**Complete the following:**
**a)** According to the XML-renaming post, which files should the program search for inside the directory?
**b)** Copy out the XML-renaming post, everything from "localidades.append(re.findall(regexLocalidad, linea))" down to "fecha = str(fechas[1][0])".

**Selected extract:**

--------------------------------

Currently, my code uses the name of an XML file as a parameter in order to take that file, parse some of its content and use it to rename said file, what I mean to do is actually run my program once and that program will search for every XML file (even if its inside a zip) inside the directory and rename it using the same parameters which is what I am having problems with.
#encoding:utf-8
import os, re
from sys import argv
script, nombre_de_archivo = argv
regexFecha = r'\d{4}-\d{2}-\d{2}'
regexLocalidad = r'localidad=\"[\w\s.,-_]*\"'
regexNombre = r'nombre=\"[\w\s.,-_]*\"'
regexTotal = r'total=\"\d+.?\d+\"'
fechas = []; localidades = []; nombres = []; totales = []
archivo = open(nombre_de_archivo)
for linea in archivo.readlines():
fechas.append(re.findall(regexFecha, linea))
localidades.append(re.findall(regexLocalidad, linea))
nombres.append(re.findall(regexNombre, linea))
totales.append(re.findall(regexTotal, linea))
fecha = str(fechas[1][0])
localidad = str(localidades[1][0]).strip('localidad=\"')
nombre = str(nombres[1][0]).strip('nombre=\"')

--------------------------------

[Object point labels]
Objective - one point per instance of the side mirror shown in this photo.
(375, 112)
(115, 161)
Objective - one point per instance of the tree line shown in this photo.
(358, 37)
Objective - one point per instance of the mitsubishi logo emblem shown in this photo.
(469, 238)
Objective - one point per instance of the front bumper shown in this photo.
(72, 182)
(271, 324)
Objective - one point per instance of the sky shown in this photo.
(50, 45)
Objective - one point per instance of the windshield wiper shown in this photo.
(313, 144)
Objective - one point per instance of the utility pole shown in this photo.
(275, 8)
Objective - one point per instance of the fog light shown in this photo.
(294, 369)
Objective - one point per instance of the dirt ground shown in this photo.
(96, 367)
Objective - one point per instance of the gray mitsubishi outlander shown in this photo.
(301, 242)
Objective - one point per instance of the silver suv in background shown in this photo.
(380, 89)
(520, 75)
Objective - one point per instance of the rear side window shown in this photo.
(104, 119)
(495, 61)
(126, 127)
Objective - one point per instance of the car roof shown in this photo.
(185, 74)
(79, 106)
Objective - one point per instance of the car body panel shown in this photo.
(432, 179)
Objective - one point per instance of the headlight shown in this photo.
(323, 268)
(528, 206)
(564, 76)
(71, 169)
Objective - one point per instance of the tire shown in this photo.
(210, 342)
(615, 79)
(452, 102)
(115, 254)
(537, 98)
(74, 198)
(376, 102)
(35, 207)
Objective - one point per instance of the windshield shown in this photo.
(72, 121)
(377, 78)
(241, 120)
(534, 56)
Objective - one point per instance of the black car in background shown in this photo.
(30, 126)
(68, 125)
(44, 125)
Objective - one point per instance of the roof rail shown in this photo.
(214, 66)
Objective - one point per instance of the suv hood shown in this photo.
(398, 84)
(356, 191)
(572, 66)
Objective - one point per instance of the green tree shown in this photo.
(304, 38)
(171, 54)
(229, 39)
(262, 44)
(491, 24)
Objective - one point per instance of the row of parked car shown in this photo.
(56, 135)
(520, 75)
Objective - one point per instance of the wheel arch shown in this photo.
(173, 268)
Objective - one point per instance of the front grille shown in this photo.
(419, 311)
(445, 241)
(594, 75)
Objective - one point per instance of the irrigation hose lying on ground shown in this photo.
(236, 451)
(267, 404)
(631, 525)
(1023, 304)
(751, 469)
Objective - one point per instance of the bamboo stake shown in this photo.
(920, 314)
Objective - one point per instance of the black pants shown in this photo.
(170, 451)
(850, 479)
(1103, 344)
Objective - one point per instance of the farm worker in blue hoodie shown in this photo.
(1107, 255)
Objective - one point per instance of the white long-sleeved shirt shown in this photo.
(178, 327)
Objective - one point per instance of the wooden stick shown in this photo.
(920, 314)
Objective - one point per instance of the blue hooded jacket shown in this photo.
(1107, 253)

--------------------------------

**Results for the exercise:**
**a)** Every XML file, even one inside a zip.

**b)**
localidades.append(re.findall(regexLocalidad, linea))
nombres.append(re.findall(regexNombre, linea))
totales.append(re.findall(regexTotal, linea))
fecha = str(fechas[1][0])